### Your objective
Present the material from its first line through the line containing "positive clicks: (277, 153)", both included, as a Markdown table with the columns Row and Line, numbering each line and leaving out blank ones.

======

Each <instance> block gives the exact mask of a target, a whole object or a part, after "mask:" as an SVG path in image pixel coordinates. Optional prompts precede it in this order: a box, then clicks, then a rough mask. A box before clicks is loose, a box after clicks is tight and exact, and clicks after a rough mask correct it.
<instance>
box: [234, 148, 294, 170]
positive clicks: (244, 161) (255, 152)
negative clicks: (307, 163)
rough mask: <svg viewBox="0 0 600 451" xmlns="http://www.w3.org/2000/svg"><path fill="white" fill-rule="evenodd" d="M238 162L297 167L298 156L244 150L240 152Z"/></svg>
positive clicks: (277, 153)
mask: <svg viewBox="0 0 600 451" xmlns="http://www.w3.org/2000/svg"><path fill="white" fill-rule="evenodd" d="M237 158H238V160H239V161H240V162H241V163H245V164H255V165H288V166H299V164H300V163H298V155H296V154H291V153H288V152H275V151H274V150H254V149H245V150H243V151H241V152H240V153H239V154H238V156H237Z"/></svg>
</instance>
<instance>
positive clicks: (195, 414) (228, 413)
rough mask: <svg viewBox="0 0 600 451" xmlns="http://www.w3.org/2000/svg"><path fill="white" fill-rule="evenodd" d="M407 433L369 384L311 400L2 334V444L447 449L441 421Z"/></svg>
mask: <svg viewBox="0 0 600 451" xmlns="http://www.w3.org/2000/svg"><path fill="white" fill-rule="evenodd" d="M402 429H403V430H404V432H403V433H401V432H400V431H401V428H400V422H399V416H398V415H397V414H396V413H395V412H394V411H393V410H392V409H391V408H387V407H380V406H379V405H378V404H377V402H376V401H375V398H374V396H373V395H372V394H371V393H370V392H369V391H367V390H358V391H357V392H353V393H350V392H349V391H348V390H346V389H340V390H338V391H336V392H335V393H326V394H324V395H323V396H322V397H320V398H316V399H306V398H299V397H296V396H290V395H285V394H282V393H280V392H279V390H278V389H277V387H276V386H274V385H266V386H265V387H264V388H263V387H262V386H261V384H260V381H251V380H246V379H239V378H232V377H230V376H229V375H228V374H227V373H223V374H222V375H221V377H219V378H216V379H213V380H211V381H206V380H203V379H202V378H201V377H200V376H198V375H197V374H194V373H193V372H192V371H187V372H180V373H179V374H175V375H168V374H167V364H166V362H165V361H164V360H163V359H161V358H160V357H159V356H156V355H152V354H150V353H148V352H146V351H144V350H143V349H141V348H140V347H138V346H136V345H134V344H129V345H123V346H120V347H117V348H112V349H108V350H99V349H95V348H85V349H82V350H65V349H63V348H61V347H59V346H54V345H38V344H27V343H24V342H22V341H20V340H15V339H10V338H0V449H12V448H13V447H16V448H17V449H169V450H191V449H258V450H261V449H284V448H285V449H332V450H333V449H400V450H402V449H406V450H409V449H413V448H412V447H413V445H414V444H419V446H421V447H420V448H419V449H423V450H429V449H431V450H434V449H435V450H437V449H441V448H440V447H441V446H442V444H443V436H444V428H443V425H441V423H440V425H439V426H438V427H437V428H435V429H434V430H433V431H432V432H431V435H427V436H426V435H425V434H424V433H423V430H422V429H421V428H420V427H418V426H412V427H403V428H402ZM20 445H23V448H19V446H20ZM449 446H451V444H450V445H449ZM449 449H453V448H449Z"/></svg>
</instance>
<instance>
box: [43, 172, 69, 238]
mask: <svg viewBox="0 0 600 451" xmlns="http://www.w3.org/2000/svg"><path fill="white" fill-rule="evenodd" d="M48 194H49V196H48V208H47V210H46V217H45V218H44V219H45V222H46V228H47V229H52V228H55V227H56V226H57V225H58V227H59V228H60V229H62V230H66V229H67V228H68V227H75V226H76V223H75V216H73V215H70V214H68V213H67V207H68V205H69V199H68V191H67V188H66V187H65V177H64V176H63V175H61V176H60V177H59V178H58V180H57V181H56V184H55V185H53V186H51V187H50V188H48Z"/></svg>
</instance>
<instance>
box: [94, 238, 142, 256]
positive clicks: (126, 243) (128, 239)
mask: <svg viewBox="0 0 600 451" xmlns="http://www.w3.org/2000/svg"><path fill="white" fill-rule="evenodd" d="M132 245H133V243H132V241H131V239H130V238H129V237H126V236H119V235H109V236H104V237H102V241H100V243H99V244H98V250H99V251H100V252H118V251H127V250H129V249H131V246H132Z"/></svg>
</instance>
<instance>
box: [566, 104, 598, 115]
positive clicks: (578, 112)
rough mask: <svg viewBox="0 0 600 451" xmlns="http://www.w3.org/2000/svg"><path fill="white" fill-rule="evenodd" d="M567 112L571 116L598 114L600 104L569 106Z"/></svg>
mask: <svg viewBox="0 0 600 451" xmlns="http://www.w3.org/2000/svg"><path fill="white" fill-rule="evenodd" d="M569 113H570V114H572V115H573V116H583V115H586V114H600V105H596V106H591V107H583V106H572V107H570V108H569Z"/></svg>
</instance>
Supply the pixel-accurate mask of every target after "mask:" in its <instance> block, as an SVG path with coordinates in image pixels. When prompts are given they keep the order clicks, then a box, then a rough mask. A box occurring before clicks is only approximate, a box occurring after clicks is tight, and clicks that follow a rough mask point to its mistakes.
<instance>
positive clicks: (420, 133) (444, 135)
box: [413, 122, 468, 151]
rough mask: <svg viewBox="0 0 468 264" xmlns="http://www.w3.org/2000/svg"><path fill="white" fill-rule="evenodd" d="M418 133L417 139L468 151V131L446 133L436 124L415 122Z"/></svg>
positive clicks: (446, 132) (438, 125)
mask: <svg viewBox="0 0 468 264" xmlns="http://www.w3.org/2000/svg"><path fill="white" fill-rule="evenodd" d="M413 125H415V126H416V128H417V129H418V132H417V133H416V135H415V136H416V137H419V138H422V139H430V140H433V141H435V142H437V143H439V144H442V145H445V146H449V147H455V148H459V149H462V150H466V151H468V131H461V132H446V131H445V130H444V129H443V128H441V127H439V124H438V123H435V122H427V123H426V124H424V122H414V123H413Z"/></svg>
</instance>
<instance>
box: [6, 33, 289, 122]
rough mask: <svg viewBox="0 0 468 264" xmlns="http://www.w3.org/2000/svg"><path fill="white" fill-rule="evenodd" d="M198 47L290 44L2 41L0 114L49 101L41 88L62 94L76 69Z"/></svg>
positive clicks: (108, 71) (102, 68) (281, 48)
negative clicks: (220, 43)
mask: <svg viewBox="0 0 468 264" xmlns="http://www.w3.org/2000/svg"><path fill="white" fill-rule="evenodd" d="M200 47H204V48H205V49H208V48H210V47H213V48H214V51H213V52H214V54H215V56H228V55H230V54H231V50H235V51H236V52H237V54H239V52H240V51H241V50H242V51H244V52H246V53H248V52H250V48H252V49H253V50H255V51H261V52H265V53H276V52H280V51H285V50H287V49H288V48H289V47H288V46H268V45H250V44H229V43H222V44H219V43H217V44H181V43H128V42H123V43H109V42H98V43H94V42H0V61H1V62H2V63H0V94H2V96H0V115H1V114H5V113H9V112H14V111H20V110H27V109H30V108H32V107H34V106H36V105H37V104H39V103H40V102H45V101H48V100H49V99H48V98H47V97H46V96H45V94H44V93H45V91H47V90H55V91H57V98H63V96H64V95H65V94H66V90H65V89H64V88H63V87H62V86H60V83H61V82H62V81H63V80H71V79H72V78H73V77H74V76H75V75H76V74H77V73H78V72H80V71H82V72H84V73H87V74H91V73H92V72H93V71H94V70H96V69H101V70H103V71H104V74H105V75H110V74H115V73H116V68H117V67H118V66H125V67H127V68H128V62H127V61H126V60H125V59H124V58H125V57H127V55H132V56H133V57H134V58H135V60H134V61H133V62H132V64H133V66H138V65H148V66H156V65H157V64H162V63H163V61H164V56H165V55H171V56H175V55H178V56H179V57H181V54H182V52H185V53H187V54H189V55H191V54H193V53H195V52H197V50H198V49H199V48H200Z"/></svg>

======

### Problem solution
| Row | Line |
|---|---|
| 1 | Each <instance> block gives the exact mask of a target, a whole object or a part, after "mask:" as an SVG path in image pixel coordinates. Optional prompts precede it in this order: a box, then clicks, then a rough mask. A box before clicks is loose, a box after clicks is tight and exact, and clicks after a rough mask correct it. |
| 2 | <instance> |
| 3 | box: [234, 148, 294, 170] |
| 4 | positive clicks: (244, 161) (255, 152) |
| 5 | negative clicks: (307, 163) |
| 6 | rough mask: <svg viewBox="0 0 600 451" xmlns="http://www.w3.org/2000/svg"><path fill="white" fill-rule="evenodd" d="M238 162L297 167L298 156L244 150L240 152Z"/></svg> |
| 7 | positive clicks: (277, 153) |